>>>>>
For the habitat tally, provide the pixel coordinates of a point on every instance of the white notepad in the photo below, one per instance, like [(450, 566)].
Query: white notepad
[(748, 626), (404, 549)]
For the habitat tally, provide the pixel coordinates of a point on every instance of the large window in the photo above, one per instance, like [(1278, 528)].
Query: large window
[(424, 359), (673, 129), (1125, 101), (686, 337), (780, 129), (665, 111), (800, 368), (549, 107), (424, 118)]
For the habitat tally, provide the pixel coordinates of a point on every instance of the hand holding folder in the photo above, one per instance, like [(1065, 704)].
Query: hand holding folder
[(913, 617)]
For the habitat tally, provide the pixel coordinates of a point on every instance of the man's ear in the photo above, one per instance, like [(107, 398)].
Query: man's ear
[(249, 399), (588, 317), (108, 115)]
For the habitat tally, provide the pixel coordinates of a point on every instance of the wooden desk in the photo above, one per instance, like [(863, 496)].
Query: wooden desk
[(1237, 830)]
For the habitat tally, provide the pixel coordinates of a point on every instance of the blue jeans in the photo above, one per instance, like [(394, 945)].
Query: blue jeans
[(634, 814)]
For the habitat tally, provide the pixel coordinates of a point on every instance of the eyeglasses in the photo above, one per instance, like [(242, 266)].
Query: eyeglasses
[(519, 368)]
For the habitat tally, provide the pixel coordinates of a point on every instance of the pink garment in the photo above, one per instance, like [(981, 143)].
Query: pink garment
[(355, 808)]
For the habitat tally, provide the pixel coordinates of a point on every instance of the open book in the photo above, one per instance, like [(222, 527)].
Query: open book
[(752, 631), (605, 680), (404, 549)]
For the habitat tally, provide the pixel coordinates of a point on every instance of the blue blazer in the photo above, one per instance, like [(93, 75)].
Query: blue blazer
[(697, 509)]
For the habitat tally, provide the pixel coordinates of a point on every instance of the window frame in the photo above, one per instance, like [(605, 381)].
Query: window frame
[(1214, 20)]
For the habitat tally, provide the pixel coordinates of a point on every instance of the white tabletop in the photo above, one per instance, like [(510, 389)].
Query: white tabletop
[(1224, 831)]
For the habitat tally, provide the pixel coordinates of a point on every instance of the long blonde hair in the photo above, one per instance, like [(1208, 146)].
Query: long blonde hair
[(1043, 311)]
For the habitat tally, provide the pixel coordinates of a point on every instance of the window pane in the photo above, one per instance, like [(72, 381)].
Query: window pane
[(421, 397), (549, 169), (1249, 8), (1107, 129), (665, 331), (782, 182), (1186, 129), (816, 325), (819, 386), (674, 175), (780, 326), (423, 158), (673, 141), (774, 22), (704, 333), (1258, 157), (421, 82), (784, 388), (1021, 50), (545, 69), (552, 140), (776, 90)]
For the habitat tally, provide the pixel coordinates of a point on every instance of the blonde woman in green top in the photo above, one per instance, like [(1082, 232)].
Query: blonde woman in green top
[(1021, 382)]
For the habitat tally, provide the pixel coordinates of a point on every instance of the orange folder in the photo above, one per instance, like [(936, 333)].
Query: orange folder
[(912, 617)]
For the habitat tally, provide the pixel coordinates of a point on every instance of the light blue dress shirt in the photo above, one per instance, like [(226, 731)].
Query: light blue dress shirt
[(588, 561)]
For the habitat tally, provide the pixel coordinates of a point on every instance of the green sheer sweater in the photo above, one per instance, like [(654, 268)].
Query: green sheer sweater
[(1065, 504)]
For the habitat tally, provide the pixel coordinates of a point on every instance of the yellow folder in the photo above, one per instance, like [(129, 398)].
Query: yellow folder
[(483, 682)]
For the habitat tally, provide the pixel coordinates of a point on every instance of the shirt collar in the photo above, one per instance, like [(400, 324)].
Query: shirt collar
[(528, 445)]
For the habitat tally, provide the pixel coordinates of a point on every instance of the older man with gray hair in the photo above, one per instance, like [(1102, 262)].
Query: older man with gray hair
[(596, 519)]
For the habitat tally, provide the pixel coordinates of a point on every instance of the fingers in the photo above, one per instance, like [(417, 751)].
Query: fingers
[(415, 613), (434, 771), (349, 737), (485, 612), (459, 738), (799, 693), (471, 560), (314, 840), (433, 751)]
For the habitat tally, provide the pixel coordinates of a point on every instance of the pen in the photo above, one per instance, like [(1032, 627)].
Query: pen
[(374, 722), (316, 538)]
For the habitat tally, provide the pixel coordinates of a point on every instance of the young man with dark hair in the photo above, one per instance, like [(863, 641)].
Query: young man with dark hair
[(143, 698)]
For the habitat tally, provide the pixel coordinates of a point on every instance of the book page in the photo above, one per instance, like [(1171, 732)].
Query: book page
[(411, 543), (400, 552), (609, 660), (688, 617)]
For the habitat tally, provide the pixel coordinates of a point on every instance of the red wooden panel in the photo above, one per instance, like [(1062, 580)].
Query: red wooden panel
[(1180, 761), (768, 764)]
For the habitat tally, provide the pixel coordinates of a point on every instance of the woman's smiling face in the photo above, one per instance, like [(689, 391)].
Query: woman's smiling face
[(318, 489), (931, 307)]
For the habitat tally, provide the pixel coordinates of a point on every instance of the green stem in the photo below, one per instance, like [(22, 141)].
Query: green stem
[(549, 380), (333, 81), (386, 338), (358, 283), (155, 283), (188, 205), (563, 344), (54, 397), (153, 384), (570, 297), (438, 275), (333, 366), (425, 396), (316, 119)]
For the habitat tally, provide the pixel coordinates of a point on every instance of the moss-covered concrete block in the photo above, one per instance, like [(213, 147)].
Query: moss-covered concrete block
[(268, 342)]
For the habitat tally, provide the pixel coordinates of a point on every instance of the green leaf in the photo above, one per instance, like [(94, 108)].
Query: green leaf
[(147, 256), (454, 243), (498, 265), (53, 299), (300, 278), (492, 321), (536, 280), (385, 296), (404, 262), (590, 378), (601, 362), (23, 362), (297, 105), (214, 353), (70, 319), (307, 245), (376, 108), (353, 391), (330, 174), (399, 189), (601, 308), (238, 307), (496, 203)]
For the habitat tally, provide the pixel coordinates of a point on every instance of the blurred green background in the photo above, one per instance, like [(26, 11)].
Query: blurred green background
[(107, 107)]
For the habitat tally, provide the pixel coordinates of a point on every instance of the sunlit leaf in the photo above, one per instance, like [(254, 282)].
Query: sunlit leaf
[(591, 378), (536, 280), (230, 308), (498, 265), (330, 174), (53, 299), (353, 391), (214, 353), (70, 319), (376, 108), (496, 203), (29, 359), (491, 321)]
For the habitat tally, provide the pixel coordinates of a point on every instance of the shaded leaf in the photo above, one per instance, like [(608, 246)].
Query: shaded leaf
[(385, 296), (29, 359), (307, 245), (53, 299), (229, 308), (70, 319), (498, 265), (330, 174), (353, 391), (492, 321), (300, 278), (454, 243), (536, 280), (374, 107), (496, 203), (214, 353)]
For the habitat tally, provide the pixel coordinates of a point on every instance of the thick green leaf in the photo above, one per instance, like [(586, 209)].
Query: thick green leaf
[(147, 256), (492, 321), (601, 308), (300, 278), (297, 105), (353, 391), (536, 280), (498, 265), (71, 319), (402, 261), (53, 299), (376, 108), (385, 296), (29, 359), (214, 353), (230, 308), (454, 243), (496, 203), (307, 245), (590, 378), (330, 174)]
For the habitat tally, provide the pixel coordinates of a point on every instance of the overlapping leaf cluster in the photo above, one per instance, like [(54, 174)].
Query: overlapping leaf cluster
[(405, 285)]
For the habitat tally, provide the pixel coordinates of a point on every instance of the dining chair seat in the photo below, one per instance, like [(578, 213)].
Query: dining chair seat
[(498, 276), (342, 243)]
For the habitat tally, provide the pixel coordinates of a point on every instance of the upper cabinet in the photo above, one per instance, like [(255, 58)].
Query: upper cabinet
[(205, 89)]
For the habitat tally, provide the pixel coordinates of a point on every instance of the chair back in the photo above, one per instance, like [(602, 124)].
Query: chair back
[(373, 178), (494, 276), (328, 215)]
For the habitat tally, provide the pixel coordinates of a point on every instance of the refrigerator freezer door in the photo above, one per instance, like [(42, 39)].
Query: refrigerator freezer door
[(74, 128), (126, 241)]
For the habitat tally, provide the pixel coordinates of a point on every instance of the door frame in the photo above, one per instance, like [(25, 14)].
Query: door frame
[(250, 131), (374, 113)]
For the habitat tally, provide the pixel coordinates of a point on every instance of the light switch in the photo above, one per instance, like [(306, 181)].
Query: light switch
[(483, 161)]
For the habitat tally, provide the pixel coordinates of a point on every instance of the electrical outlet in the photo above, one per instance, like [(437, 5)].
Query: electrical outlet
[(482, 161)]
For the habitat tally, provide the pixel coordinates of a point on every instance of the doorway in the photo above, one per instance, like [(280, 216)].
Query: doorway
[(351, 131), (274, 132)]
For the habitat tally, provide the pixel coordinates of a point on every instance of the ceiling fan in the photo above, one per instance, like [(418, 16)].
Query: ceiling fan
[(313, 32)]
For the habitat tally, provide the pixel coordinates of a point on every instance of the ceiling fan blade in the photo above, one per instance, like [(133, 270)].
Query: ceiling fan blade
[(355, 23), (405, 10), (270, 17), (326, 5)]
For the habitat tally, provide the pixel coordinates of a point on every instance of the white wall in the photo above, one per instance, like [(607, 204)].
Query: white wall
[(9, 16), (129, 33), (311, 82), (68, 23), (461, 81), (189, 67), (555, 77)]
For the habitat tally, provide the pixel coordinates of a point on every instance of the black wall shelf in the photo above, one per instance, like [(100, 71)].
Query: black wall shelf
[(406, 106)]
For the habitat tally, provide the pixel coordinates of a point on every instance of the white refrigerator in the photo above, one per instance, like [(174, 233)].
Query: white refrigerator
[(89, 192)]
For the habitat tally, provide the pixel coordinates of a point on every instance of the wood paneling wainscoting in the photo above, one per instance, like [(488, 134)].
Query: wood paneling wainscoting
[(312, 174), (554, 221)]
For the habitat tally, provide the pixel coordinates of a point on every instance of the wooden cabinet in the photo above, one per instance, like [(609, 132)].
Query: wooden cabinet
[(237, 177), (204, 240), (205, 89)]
<<<<<
(Tarea)
Actualiza solo el tramo que empieza en la línea que contiene "like [(1032, 627)]." y termina en la que contiene "[(107, 107)]", ambas incluidas, sustituyendo "habitat tally" por "habitat count" sin cambiar nada más.

(Respuesta de la tarea)
For the habitat count, provide the pixel coordinates of a point on every instance of the pen in the photo above, one per instance, like [(1032, 627)].
Query: pen
[(374, 722), (316, 538)]
For the habitat count, provide the pixel coordinates of a point on every instance of the young man with dark hair in the photo above, one per instance, like [(863, 641)].
Query: young man with dark hair
[(143, 698)]
For the habitat count, provide the pixel coordinates of a point on every instance of the book page in the photo above, one per instance, like [(1171, 732)].
Query: book page
[(411, 543), (400, 552), (609, 660), (688, 617)]
For the habitat count, provide the pixel coordinates of a point on every instance of the red wooden panel in the photo above, one per instance, like [(1062, 580)].
Query: red wooden panel
[(1180, 761), (768, 764)]
For the habitat count, provide the pixel coordinates of a point on every instance of the woman's smiling face in the photo above, one per instance, like [(689, 391)].
Query: woman's smiling face
[(318, 489), (931, 307)]
For the habitat count, provide the pixel coordinates of a point on every instance of the green stem in the photo below, one per instance, like [(22, 141)].
Query: green stem
[(549, 380), (333, 81), (386, 338), (358, 283), (155, 283), (188, 205), (563, 344), (54, 397), (153, 384), (570, 297), (438, 275), (333, 366), (425, 396), (316, 119)]
For the habitat count, provide the pixel coordinates of a point on every instance of the moss-covered concrete block in the photo above, one per instance, like [(213, 147)].
Query: moss-covered concrete block
[(268, 342)]
For the habitat count, provide the pixel coordinates of a point on every instance of the green leaf in the photo above, one per instance, like [(94, 108)].
Query: green leaf
[(147, 256), (454, 243), (498, 265), (53, 299), (300, 278), (492, 321), (536, 280), (385, 296), (404, 262), (590, 378), (601, 362), (23, 362), (297, 105), (214, 353), (70, 319), (307, 245), (376, 108), (353, 391), (330, 174), (399, 189), (601, 308), (238, 307), (496, 203)]
For the habitat count, provide the pixel coordinates of a point on every instance of the blurred green background in the photo above, one per instance, like [(26, 11)].
Query: blurred green background
[(107, 107)]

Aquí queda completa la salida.